───── RECORDS TO PROCESS

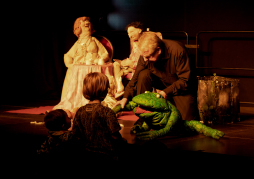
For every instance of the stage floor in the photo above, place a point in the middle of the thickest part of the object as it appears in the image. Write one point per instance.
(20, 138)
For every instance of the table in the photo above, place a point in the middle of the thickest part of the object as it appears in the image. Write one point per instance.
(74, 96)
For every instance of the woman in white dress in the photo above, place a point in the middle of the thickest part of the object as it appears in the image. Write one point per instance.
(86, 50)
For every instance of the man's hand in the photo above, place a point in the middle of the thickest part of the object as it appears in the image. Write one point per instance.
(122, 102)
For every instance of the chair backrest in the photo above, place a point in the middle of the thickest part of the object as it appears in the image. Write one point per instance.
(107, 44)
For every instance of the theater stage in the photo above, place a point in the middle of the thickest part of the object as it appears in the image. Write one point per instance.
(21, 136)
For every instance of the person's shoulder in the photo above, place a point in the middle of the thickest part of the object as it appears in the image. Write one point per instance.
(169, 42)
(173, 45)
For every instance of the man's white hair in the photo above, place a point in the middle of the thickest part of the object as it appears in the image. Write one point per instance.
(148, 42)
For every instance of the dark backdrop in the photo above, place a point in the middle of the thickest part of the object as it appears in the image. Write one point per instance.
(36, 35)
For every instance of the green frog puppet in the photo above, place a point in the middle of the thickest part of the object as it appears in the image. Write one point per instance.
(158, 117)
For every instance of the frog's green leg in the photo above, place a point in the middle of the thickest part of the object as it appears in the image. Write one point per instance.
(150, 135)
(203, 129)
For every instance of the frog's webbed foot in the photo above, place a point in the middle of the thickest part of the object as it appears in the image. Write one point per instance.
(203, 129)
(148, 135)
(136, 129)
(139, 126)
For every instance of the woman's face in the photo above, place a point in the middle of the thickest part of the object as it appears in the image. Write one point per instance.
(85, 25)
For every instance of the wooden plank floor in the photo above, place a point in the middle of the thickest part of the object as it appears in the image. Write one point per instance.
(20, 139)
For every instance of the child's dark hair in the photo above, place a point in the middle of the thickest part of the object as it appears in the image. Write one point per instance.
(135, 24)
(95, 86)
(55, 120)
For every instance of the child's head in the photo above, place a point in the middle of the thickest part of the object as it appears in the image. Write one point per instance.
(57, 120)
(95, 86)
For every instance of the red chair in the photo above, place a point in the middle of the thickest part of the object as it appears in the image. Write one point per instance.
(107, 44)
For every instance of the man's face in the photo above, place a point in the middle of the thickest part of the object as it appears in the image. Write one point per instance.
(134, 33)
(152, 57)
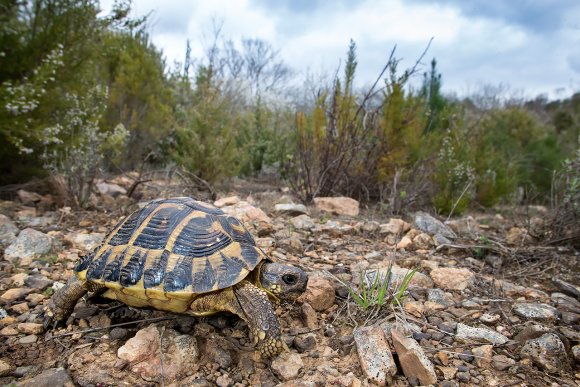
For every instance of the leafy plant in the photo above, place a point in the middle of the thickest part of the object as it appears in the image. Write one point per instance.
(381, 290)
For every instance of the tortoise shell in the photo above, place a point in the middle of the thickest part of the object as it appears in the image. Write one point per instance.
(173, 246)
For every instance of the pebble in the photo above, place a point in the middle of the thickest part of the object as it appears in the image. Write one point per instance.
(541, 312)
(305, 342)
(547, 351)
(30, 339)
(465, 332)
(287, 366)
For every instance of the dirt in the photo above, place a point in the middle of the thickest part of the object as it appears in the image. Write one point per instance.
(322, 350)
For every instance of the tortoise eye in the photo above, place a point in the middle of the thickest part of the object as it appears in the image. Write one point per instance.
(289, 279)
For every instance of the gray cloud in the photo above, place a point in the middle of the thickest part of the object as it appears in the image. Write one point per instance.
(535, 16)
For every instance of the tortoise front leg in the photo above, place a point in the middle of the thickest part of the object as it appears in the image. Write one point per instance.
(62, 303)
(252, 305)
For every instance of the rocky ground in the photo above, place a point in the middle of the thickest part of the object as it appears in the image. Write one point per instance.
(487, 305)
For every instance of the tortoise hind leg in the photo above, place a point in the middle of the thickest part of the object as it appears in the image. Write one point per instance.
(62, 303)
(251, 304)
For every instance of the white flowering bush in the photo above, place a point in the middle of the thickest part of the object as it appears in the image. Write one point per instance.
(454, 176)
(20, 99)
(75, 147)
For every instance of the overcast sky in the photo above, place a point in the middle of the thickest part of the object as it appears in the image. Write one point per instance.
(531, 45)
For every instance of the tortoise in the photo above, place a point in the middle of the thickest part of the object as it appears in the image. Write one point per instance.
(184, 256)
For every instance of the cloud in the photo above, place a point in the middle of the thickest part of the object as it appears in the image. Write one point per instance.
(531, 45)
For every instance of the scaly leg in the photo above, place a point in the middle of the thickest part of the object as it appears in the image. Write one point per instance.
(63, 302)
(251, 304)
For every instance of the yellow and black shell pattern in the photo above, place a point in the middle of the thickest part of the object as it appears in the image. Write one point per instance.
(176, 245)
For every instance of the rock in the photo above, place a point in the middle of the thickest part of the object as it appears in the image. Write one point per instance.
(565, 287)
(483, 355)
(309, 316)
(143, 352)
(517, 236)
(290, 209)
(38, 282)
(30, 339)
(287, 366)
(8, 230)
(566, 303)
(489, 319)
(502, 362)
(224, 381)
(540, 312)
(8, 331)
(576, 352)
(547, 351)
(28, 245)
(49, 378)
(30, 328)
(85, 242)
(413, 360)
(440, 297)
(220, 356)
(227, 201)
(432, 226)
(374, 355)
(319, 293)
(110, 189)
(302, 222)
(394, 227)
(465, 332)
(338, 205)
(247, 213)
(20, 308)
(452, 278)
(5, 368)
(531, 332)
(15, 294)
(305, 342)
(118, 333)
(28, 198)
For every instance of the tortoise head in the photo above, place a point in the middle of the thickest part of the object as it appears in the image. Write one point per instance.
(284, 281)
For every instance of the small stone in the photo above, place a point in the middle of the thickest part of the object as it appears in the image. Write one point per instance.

──────────

▶ WHAT TO PRODUCE
Extract all the entries word for word; omit any pictures.

▶ CORRECT RESULT
For every instance of the stage floor in the photo above, place a point in the middle of the thickest part of the object as it appears in the image. Write one point per instance.
(20, 138)
For every instance of the table in the photo above, place a point in the middle of the thickest part of the object as it appears in the image. Write one point per instance.
(74, 96)
For every instance of the woman in white dress in the photo above, place a point in the middle of the thickest part of the object as it appears in the image. Write one point per instance.
(86, 50)
For every instance of the man's hand in the photo above, place a point in the middle of the thickest part of the object as it appears in the image. Write one point per instance.
(122, 102)
For every instance of the chair backrest in the photo above, place a point in the middle of the thickest part of the object as it appears in the image. Write one point per instance.
(107, 44)
For every instance of the theater stage in the photo above, place a point in the middle of the thickest part of the object as it appears in the image. Write one point per instance.
(21, 136)
For every instance of the person's shoulder in the photo above, place a point in the middle of the thickest part of the object as it appears in the image. Write one point per instance.
(169, 42)
(173, 45)
For every instance of the man's white hair in the photo above, place a point in the middle of the thickest part of the object as it appears in the image. Write one point per instance.
(148, 42)
For every instance of the dark backdrop in the photo above, place a point in the middle of the thickest part of the object as it appears in the image. Write one point per instance.
(36, 35)
For every instance of the green frog puppet in the photo above, place a point in the middle of the thickest part of the object as it appears in the image. Write one point per instance.
(158, 117)
For every instance of the frog's green leg in the photo above, place a point in the middle of the thickest part of the object as it appears in the image. Write one point per instance.
(150, 135)
(203, 129)
For every instance of the frog's webbed foot in the photo above, place a point in the middle of the thickest part of the object as it appears in the image. Write one point per instance.
(203, 129)
(148, 135)
(136, 129)
(139, 126)
For every instance of the woman's face in the photo above, place a point in the middle of the thickest part of the object as it appears in the image. Write one point per instance.
(85, 25)
For every instance of the wooden plank floor in the photo above, place a point in the middle of the thickest part of the object as it appears in the image. Write one point per instance.
(20, 139)
For every instance of the child's dark hair in the photo above, place a point in the middle of the thickest part of the object as it appears in the image. Write one point per instance.
(135, 24)
(95, 86)
(55, 120)
For every instance of the child's head in the photo above, place a point in the middle of the thickest part of the object as it appears in the image. Write one point per instance.
(57, 120)
(95, 86)
For every instance of the red chair in the photo above, place a point in the middle of the thickest part of the object as it appears in the image. Write one point per instance.
(107, 44)
For every instance of the man's face in the photo above, place a point in the middle of the thickest part of the object as it appears in the image. Write one point per instance.
(134, 33)
(152, 57)
For every instance of the leafy plant in the photo above, place a point in the middle of the thickest part of the object as it appears in the image. Write one point per instance.
(381, 290)
For every instance of the tortoise shell in the photo above, place a point in the middle of the thickest part of the object as it appears in the image. Write one point per instance.
(173, 246)
For every instance of the pebble in the photo above, place a point in the middle of the thickest part of the object as it appears in the image. Write one point per instance.
(541, 312)
(305, 342)
(547, 351)
(30, 339)
(465, 332)
(287, 366)
For every instance of the dirt in the photo above, place a point in the middle of the thickest part of the object as it appears in the image. Write one point per instance.
(322, 350)
For every instance of the tortoise eye in the photo above, place a point in the middle of the thickest part of the object as it appears in the image. Write one point per instance.
(289, 279)
For every instance of the gray cloud in the photo above, place a point in the middle of the thickest part of the object as it appears in the image. Write one point per instance.
(535, 16)
For every instance of the tortoise front leg in the photo above, place a point in the middle of the thickest part of the object as it appears in the image. Write one point per instance.
(62, 303)
(252, 305)
For every instance of the rocky ground in the photo above, place a point in the middle of the thickest part of the object as it appears in the image. Write one point per instance.
(487, 305)
For every instance of the tortoise hind leg in the photo above, place a point in the middle of the thickest part of the object as it appears in the image. Write one point per instance.
(62, 303)
(251, 304)
For every instance of the white flowering bush in the photo above, place a point in the middle of the thickest part of the object as it appears in the image. Write one point per instance.
(454, 176)
(20, 99)
(75, 147)
For every instance of the overcast sky in the photo above, place a point in the middle of the thickest part of the object as it appears in the image. Write one point per instance.
(531, 45)
For every instance of the tortoise in the photo above, place a point in the middle of the thickest part of the object as it appears in the image. Write one point per instance.
(184, 256)
For every instance of the cloud in the photo above, place a point in the middle of the thickest part of the object as it appears in the image. Write one point per instance.
(531, 45)
For every instance of the scaly leg in the photo above, place a point in the middle of the thickest part of the object as it appears in the image. Write one point per instance.
(63, 302)
(251, 304)
For every instance of the yellow and black shell pattern in the photo above, place a point in the middle of the thickest part of the object as it appears in the image. Write one point per instance.
(176, 245)
For every instance of the rock in the photo above, place a point in the middle of the thickest part of the object as it appears in the image. Write one point per instance.
(565, 287)
(483, 355)
(309, 316)
(143, 352)
(517, 236)
(290, 209)
(38, 282)
(30, 339)
(287, 366)
(8, 230)
(566, 303)
(489, 319)
(502, 362)
(224, 381)
(540, 312)
(8, 331)
(576, 352)
(547, 351)
(28, 245)
(49, 378)
(30, 328)
(85, 242)
(413, 360)
(440, 297)
(220, 356)
(227, 201)
(432, 226)
(374, 355)
(319, 293)
(110, 189)
(302, 222)
(394, 227)
(465, 332)
(338, 205)
(247, 213)
(20, 308)
(452, 278)
(5, 368)
(531, 332)
(15, 294)
(305, 342)
(118, 333)
(28, 198)
For every instance of the tortoise head in the photo above, place a point in the middle of the thickest part of the object as it appears in the image. Write one point per instance.
(284, 281)
For every instance of the small stone in the photo above, place a point in the middle of the thickest part of the object as it appears in the image. Write one point per instance.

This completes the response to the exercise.